Beitrag der Initiative „München erinnern!“, von “Rudow empört sich”, Aufruf zur Kundgebung am 5. April 2023

Beitrag der Initiative „München erinnern!“

Liebe Familie Bektaş, liebe Angehörige, liebe Überlebende, liebe Unterstützer*innen,

Wir trauen heute gemeinsam mit euch um Burak und stehen an eurer Seite um die Erinnerung an ihn hochzuhalten.
Heute vor 11 Jahren wurde er aus eurer Mitte gerissen und noch immer habt ihr keine Gewissheit wer ihn ermordet hat.
Noch immer gibt es keine Aufklärung, keine Konsequenzen, keine Gerechtigkeit. Unerträglich der Gedanke, dass der Mörder eures Sohnes, Bruders, Freundes immer noch frei herum läuft. Zurecht seid ihr stets laut und fordert eine lückenlose Aufklärung.

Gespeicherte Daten
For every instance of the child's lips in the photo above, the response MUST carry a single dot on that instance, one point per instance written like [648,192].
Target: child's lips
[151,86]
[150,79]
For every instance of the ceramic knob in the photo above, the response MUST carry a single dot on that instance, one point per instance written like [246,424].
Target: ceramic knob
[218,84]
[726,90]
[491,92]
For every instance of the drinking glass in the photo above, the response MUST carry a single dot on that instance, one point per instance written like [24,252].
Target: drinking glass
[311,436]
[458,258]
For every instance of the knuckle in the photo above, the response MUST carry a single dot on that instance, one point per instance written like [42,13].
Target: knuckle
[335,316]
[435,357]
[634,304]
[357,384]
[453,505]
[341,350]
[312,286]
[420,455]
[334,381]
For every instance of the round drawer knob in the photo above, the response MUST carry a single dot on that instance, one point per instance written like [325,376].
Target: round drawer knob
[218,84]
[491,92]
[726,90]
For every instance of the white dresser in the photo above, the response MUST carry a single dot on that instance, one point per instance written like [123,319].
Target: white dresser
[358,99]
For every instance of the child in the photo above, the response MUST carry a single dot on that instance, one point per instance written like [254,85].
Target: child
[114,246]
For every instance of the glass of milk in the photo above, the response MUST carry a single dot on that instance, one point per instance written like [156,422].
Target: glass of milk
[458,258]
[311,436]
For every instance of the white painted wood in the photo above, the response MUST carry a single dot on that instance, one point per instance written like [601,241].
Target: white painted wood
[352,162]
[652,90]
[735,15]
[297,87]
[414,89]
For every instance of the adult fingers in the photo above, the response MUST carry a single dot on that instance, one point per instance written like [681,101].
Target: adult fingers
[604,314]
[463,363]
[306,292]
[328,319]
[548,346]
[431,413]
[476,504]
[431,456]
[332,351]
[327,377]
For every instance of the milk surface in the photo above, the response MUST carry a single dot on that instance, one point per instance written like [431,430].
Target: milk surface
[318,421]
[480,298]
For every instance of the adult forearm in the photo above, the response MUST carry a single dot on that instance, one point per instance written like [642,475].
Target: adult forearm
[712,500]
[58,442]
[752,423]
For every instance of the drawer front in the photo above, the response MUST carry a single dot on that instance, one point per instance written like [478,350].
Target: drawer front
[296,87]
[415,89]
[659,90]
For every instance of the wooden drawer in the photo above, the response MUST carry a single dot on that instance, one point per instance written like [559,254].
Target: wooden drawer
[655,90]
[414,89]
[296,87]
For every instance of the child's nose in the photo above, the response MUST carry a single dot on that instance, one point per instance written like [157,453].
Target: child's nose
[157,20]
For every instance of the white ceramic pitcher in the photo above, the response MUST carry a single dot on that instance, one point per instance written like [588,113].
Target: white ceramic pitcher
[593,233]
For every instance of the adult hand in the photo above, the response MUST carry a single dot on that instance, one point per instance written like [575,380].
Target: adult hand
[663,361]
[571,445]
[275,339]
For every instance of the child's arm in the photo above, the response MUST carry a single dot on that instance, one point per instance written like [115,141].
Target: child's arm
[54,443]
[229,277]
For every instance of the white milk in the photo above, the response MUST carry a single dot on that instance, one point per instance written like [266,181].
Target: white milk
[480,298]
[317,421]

→ **Aufgabenbeschreibung**: Geben Sie aus dem oben stehenden Gedenkbeitrag den Abschnitt wortgetreu wieder, beginnend bei „Liebe Familie Bektaş, liebe“ und fortlaufend bis einschließlich „eine lückenlose Aufklärung.“.

→ **Antwort**:
Liebe Familie Bektaş, liebe Angehörige, liebe Überlebende, liebe Unterstützer*innen,

Wir trauen heute gemeinsam mit euch um Burak und stehen an eurer Seite um die Erinnerung an ihn hochzuhalten.
Heute vor 11 Jahren wurde er aus eurer Mitte gerissen und noch immer habt ihr keine Gewissheit wer ihn ermordet hat.
Noch immer gibt es keine Aufklärung, keine Konsequenzen, keine Gerechtigkeit. Unerträglich der Gedanke, dass der Mörder eures Sohnes, Bruders, Freundes immer noch frei herum läuft. Zurecht seid ihr stets laut und fordert eine lückenlose Aufklärung.